(Your goal):
Can you rewrite the lines from the one containing "point_to marks one point per instance of the person's" through the one containing "column 327, row 176", substituting "x-y position" for "pixel coordinate pair" and leaving everything else as it is?

········

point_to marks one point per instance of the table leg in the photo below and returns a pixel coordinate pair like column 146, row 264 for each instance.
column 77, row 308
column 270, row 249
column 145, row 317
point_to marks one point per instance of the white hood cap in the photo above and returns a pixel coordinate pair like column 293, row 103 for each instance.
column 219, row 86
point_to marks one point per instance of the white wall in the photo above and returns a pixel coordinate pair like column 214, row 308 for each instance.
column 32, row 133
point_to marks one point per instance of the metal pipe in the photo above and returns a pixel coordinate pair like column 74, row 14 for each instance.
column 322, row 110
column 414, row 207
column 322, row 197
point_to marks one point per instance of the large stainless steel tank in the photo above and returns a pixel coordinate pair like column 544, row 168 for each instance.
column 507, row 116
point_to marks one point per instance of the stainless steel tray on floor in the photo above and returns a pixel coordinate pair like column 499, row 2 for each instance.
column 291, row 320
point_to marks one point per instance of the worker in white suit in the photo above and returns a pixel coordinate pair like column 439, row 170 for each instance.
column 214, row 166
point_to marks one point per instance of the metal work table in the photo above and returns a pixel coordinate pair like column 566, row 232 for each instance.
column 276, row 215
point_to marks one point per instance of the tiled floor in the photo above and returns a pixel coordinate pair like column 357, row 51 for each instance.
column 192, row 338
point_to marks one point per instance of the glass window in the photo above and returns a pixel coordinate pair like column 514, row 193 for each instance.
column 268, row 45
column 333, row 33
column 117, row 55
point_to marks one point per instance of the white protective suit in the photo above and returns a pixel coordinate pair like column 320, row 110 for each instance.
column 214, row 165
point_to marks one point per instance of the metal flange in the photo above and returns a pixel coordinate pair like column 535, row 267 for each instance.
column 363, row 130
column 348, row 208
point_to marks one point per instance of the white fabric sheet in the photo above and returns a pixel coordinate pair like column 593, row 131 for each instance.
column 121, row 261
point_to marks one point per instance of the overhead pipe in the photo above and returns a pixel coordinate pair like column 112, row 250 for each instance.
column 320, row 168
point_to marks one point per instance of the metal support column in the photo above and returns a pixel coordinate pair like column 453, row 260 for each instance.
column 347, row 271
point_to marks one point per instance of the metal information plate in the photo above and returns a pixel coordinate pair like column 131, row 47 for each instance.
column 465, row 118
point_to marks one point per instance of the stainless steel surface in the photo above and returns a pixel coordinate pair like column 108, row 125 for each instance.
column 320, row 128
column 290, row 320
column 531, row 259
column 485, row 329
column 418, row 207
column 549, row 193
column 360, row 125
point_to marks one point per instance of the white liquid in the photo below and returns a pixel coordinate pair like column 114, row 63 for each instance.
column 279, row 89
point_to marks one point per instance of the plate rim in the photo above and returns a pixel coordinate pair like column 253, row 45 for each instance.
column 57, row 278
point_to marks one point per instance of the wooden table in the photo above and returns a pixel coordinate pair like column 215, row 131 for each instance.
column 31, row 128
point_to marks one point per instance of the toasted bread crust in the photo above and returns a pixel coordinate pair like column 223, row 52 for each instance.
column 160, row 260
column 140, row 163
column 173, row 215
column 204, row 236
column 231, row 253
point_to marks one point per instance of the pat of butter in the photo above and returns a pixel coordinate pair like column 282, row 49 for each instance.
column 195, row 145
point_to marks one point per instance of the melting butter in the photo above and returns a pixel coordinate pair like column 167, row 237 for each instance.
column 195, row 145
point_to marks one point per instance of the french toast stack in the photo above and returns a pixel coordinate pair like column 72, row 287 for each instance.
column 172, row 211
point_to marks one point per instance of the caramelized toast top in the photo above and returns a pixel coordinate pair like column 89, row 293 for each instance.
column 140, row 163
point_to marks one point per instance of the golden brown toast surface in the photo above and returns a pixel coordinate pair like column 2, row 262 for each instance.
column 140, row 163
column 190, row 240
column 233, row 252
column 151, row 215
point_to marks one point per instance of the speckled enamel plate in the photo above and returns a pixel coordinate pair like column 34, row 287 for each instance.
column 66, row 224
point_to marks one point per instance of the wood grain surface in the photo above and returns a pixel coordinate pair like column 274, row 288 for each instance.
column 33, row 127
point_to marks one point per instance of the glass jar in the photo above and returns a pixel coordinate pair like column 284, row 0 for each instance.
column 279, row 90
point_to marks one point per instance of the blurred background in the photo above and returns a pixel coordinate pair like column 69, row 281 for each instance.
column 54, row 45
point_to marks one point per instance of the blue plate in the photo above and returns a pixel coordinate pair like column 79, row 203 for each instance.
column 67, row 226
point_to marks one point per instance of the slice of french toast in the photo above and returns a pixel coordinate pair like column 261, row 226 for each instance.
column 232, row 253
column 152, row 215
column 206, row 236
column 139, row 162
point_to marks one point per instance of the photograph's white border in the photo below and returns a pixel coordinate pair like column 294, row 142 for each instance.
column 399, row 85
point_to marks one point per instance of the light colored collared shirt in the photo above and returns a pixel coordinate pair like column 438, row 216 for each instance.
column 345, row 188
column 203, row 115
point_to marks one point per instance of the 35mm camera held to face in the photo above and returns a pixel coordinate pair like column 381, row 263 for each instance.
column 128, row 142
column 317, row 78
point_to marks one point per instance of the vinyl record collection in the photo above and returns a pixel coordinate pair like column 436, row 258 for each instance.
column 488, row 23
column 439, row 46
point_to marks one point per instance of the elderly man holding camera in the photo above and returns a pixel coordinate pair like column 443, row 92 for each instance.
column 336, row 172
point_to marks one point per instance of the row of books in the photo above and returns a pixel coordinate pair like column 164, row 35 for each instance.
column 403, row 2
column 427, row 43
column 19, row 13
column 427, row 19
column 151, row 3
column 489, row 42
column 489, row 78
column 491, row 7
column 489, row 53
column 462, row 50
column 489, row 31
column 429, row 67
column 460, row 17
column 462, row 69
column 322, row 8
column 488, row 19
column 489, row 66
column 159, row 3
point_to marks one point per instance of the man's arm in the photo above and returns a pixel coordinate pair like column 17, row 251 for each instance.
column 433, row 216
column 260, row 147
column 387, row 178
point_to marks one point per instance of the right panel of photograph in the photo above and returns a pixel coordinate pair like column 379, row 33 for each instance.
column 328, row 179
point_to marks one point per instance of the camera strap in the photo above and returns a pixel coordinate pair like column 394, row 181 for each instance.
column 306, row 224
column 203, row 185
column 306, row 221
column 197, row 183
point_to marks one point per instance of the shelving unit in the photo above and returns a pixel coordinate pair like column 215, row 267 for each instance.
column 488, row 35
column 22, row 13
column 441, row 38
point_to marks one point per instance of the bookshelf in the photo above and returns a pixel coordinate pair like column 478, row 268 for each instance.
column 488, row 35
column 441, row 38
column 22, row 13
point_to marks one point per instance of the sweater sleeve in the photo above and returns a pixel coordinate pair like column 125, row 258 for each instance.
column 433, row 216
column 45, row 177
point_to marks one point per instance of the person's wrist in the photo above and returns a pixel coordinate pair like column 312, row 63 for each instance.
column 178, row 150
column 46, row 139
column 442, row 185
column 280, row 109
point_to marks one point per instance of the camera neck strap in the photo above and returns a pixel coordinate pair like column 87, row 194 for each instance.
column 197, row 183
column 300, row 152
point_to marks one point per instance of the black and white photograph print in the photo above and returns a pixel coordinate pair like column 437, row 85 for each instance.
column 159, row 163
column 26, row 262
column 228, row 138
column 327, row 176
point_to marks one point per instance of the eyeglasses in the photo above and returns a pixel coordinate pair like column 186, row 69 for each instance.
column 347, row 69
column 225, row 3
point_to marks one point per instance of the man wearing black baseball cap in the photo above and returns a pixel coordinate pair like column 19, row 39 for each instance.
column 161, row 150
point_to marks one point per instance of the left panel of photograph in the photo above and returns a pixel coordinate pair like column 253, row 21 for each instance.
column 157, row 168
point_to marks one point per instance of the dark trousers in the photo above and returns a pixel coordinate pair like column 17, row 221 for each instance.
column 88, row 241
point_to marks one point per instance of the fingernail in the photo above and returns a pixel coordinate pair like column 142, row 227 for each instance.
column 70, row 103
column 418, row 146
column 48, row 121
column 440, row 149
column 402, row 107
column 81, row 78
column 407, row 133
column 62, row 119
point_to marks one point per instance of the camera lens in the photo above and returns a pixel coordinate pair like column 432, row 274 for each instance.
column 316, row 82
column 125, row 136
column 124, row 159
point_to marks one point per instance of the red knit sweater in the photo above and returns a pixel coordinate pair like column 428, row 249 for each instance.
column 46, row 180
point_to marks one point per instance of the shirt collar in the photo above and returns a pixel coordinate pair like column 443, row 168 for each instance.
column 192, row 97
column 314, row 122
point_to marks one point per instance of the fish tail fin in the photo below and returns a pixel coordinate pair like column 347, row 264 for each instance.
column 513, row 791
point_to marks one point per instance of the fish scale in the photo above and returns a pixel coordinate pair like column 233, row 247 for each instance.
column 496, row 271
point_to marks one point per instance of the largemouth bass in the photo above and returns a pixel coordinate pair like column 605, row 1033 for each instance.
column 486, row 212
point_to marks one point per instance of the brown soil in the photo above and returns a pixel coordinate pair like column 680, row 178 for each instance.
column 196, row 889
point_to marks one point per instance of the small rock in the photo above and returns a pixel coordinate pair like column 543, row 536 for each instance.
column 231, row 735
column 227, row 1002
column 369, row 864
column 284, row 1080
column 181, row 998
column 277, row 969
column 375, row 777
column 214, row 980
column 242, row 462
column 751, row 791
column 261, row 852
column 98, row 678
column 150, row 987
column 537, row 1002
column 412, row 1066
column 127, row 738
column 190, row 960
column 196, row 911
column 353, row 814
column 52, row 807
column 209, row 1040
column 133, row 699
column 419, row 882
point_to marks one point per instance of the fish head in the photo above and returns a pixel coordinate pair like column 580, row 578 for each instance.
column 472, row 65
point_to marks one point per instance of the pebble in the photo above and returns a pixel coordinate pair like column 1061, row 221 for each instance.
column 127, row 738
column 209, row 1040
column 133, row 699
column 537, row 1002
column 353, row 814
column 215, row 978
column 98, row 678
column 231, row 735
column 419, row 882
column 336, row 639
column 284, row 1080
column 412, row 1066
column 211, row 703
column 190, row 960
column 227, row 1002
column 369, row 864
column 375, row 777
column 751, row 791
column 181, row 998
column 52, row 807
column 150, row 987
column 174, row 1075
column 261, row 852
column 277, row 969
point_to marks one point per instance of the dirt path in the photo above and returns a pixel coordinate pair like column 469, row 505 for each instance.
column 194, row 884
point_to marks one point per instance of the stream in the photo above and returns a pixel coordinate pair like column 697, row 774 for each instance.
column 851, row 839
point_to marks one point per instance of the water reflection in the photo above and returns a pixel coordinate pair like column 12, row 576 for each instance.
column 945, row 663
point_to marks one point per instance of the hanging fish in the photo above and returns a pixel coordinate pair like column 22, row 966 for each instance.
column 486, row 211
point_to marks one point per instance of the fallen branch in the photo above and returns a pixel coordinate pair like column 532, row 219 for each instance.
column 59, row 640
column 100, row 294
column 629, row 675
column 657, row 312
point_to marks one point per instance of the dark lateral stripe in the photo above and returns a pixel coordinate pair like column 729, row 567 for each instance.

········

(Reply):
point_to marks one point per instance of the person's wrist in the photo above and returns a x-y position like column 312, row 63 for each instance.
column 178, row 150
column 46, row 139
column 442, row 185
column 280, row 109
point_to marks one point per instance of the camera neck strap in the photo above and returns a x-y position like column 87, row 194 for each instance.
column 197, row 183
column 300, row 152
point_to marks one point per instance of the black and white photograph print in the photo above and returns a x-y position like column 437, row 85 for each instance.
column 159, row 163
column 26, row 262
column 228, row 138
column 327, row 176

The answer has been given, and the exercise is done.